[Start of Input material]

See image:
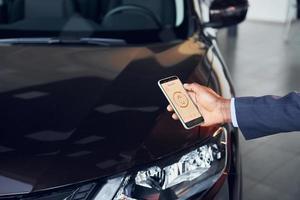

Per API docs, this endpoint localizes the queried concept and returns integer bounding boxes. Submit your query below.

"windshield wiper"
[0,37,126,46]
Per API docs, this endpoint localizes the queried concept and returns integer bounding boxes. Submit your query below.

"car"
[0,0,248,200]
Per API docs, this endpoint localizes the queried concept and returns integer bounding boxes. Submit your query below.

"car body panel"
[0,38,223,195]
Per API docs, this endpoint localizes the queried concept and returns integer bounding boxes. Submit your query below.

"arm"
[235,92,300,139]
[167,83,300,139]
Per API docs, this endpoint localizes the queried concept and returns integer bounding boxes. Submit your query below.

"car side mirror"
[203,0,249,28]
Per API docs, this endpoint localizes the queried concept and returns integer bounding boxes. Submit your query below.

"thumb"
[183,83,199,93]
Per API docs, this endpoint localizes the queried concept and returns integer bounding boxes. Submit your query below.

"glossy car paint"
[0,1,244,199]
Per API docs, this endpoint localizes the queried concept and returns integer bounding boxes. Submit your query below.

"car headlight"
[95,127,227,200]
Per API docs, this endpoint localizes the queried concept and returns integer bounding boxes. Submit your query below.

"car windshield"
[0,0,186,41]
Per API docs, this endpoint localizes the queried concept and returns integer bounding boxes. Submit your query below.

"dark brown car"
[0,0,247,200]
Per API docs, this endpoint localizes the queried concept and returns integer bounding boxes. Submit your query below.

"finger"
[167,104,174,112]
[183,83,200,92]
[187,91,196,103]
[172,113,178,120]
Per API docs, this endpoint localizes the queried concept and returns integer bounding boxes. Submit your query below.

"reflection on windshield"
[0,0,184,37]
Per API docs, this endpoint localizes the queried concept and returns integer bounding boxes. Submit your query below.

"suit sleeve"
[235,92,300,139]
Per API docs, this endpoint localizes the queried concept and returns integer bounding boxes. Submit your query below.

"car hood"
[0,40,214,195]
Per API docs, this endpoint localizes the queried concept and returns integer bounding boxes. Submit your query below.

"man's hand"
[167,83,231,126]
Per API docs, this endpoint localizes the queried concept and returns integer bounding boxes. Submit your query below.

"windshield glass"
[0,0,186,40]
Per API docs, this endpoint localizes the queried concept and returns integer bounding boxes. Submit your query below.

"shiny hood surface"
[0,39,213,195]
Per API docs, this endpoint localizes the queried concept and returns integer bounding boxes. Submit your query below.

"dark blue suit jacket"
[235,92,300,139]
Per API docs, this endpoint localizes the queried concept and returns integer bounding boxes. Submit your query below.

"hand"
[167,83,231,126]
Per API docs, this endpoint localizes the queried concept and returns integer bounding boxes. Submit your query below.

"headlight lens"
[97,128,227,200]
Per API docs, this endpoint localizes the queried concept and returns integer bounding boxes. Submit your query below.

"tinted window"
[0,0,188,41]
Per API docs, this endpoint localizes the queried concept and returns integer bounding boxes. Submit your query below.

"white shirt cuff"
[230,98,239,128]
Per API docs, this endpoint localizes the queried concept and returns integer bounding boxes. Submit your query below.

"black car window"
[0,0,184,38]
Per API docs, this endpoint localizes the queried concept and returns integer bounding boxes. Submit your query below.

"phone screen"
[160,77,203,127]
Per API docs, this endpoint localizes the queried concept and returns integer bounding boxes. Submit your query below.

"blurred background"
[218,0,300,200]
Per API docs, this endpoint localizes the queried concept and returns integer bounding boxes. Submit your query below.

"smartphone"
[158,76,204,129]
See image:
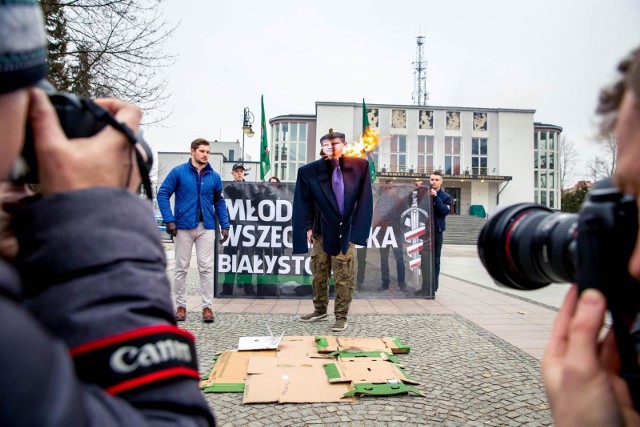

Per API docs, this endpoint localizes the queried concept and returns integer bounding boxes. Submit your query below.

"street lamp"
[242,107,255,163]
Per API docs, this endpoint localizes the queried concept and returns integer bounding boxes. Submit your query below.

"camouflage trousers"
[311,236,356,319]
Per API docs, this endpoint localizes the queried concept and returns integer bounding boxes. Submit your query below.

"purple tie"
[331,159,344,215]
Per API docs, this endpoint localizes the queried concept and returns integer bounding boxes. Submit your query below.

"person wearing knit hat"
[0,0,215,426]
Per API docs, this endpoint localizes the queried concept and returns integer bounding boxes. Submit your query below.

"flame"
[344,127,380,158]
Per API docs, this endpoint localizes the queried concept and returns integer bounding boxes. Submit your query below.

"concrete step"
[443,215,487,245]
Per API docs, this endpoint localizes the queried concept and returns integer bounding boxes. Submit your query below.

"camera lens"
[478,203,578,290]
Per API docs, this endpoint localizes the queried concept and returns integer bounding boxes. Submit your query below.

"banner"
[215,182,433,298]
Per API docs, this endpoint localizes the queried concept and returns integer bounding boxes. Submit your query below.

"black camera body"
[478,179,639,300]
[11,80,153,197]
[478,178,640,410]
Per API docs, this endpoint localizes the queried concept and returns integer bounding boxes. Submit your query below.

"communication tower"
[412,36,429,105]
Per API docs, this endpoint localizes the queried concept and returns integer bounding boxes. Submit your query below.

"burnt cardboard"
[325,359,426,397]
[242,357,355,403]
[278,336,333,359]
[200,350,276,393]
[316,336,410,354]
[326,359,420,385]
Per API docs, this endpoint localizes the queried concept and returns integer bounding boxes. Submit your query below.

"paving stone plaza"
[167,245,566,426]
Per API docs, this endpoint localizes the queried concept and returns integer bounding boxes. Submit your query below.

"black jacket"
[0,188,215,426]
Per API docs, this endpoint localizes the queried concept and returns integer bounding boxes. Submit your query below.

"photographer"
[0,0,215,426]
[542,45,640,426]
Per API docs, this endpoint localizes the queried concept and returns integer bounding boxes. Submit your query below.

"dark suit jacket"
[292,156,373,255]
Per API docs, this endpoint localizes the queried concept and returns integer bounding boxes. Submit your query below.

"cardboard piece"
[201,331,423,403]
[278,336,334,359]
[200,350,276,393]
[325,359,425,397]
[242,356,355,403]
[238,325,284,351]
[316,336,410,354]
[326,359,420,384]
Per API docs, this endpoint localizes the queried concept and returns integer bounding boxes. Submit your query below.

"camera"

[End of Input material]

Rewrite the records from their first line through the line containing "[0,37,126,46]", replacing "endpoint" with "service" and leaving everything else unchanged. Omit the pictures from your answer.

Exercise output =>
See image:

Per API docs, this service localizes the queried concept and returns integer bounding boxes. Submit your query below.

"windshield wiper"
[0,37,126,46]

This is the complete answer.